取り組む課題:
A. コモンビート体験記のうち、「一方で」で始まる段落とその次の文で、100日間に苦労した点として挙げられているものは何ですか？すべて答えてください。
B. コモンビート体験記によると、筆者に名古屋での体験会を教えたのは誰ですか？
C. コモンビート体験記の最後の文に続けて、その先を書いてください。

#### 本文抜粋 ####

表現することが怖かった私が、コモンビートで得たもの【市民ミュージカル】

ライフスタイルエッセイ,名古屋,市民ミュージカル

はじめに

100日間の挑戦が終わった今、一番心に残っているのは「表現」という言葉です。

2025年9月13日、14日。私はコモンビート65期 名古屋公演に参加しました。

歌は趣味レベル、ダンス演技経験ゼロの私が舞台に立ち、仲間と一緒に一つの舞台を作り上げた時間は、本当に濃いものでした。

この記事では、そんなコモンビートでの体験を通して学んだ「表現」についてお伝えします。

コモンビートとは?参加のきっかけ

コモンビートは、100人が100日間でミュージカルをつくり上げるプログラムです。
年齢も職業も経験もバラバラの人たちが集まり、歌い、踊り、演じて、一つの作品を完成させます。

きっかけは、会社の同僚が東京公演に参加していたことでした。
私が歌が好きで、長年ボイトレに通っていることを知っていた同僚が「名古屋でももうすぐはじまるよ!」と体験会を教えてくれたのです。

「そろそろ新しい刺激が欲しい」
「一人で歌うのではなく、みんなで舞台をつくるのはどんな感覚なんだろう」

そう思い、参加を決めました。

全力で駆け抜けた100日間

全く踊れなかったダンス。毎日家で必死に練習しました。
仕事終わりにも、みんなで集まって自主練。そのあとコンビニでガリガリくんを買って食べる青春。

深夜まで続くLINEグループの通話(私は眺めていることも多かったけれど、素敵な青春だなって思ってました)。

一方で、普段の運動不足がたたり体力が持たず、夏風邪は全然治らない。
直前には、大ホールで3時間喋り続ける仕事が重なり、本番では裏声が出ませんでした。

それでも、この100日間は間違いなく私の人生の財産になりました。
そして何より強く残ったのが、「表現」というテーマでした。

コモンビートで向き合った、私の「表現」

表現するって恥ずかしい

参加前の私は、自分の「好き」を堂々と出すのが苦手でした。

子どものころ、自分の好きなものを親や友人に伝えると「変」と言われることが多かったからです。

#### データ記録 ####

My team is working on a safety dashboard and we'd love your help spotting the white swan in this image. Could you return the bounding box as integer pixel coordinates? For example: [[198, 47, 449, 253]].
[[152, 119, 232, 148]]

####
#### データ記録 ####

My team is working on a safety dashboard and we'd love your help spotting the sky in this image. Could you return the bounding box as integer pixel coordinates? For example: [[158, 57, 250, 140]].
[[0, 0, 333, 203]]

####
#### データ記録 ####

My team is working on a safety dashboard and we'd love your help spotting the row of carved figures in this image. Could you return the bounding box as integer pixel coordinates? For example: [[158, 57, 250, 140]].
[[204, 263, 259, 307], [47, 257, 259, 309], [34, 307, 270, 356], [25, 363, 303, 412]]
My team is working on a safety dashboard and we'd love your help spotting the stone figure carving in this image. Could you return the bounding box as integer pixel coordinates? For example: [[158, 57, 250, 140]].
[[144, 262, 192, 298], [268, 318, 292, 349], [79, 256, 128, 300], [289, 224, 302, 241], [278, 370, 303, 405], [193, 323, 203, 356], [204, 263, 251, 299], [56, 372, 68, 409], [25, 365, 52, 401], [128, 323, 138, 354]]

####

各課題の回答:
A.
・普段の運動不足がたたり、体力が持たなかった
・夏風邪が全然治らなかった
・直前に、大ホールで3時間喋り続ける仕事が重なった
・本番で裏声が出なかった

B. 東京公演に参加していた会社の同僚です。

C.
まだ考える力も伝える力も表現する力もなく、なぜこれが好きなのか語ることもできず。そんな自分にとって、その言葉は大きくて、「ああ、私の好きは変なんだ」と受け入れてしまいました。

それ以来、自分の好きなものを表に出すのが恥ずかしくなり、伝えるのは本当に信頼できる人だけに。
気づけば、私は「表現の仕方」を忘れてしまっていました。

大人になって歌や手芸を通じて再び表現に触れるようになっても、
「本当に自分が好きなものは何か、表現したいことは何か」を出すことができずにいました。

ブログを書くときも、公開ボタンを押す前はいつも不安。
「どう思われるだろう…」と心配になってしまうのです。

そもそも表現ってなんだ

こんなインタビュー記事が公開されていました。コモンビート理事長を務めていらっしゃる方へのインタビューです。

「俺はさぁ、こう思うんだよね」「私はさぁ、こんな風に感じたんだよね」そんなふうに「自分はさぁ」と話し出すことは、まさに自らを表現すること。

これは練習中にもお話がありました。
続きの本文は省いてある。